* **Exercise directions**
All of the entries below need repeating exactly, apart from their images.

* **Study material**
-.-.-

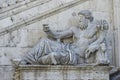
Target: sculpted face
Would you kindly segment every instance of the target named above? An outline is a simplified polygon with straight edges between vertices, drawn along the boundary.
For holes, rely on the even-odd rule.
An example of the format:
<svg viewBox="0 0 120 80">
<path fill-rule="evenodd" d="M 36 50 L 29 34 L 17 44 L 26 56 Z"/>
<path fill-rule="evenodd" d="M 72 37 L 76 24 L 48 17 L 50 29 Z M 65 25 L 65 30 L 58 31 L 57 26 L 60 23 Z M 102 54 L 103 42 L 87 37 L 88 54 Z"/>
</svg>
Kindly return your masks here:
<svg viewBox="0 0 120 80">
<path fill-rule="evenodd" d="M 88 26 L 88 19 L 85 18 L 84 15 L 79 15 L 79 27 L 80 29 L 86 29 Z"/>
</svg>

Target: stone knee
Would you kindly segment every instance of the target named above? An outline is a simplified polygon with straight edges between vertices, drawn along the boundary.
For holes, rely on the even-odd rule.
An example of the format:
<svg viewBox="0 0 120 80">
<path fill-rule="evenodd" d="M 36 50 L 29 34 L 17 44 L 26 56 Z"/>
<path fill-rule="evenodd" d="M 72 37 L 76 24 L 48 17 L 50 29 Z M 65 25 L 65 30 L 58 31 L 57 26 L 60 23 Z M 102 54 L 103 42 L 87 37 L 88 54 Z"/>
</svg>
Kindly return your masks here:
<svg viewBox="0 0 120 80">
<path fill-rule="evenodd" d="M 50 53 L 50 58 L 51 58 L 51 61 L 52 61 L 52 64 L 57 64 L 57 61 L 56 61 L 56 56 L 57 56 L 57 53 L 55 53 L 55 52 L 52 52 L 52 53 Z"/>
<path fill-rule="evenodd" d="M 42 64 L 57 64 L 55 55 L 56 53 L 52 52 L 46 56 L 41 57 L 40 60 L 42 61 Z"/>
</svg>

-.-.-

* **Solution to this exercise**
Target: sculpted face
Would you kindly segment every instance of the target named above? An outline is a simplified polygon with straight edges between vertices, drawn along the boundary.
For holes, rely on the even-odd rule.
An example of the format:
<svg viewBox="0 0 120 80">
<path fill-rule="evenodd" d="M 36 50 L 29 34 L 17 44 L 26 56 Z"/>
<path fill-rule="evenodd" d="M 72 37 L 76 24 L 48 17 L 50 29 Z M 65 25 L 65 30 L 58 31 L 57 26 L 60 23 Z M 102 54 L 103 42 L 87 37 L 88 54 Z"/>
</svg>
Kindly return your masks here:
<svg viewBox="0 0 120 80">
<path fill-rule="evenodd" d="M 88 26 L 88 19 L 85 18 L 84 15 L 79 15 L 79 27 L 80 29 L 86 29 Z"/>
</svg>

Target: stone knee
Would you kindly segment every instance of the target named above? An outline is a simplified polygon with straight edges between vertices, drawn along the boundary.
For holes, rely on the even-odd rule.
An example of the format:
<svg viewBox="0 0 120 80">
<path fill-rule="evenodd" d="M 36 50 L 29 34 L 17 44 L 26 56 Z"/>
<path fill-rule="evenodd" d="M 72 37 L 76 24 L 48 17 L 50 29 Z M 65 25 L 65 30 L 58 31 L 57 26 L 60 23 Z M 102 54 L 103 42 L 87 37 L 88 54 Z"/>
</svg>
Kindly return your masks here:
<svg viewBox="0 0 120 80">
<path fill-rule="evenodd" d="M 50 53 L 50 58 L 51 58 L 51 61 L 52 61 L 52 64 L 57 64 L 57 61 L 56 61 L 56 56 L 57 56 L 57 53 L 55 53 L 55 52 L 52 52 L 52 53 Z"/>
<path fill-rule="evenodd" d="M 42 64 L 57 64 L 55 55 L 56 53 L 52 52 L 46 56 L 41 57 L 40 60 L 42 61 Z"/>
</svg>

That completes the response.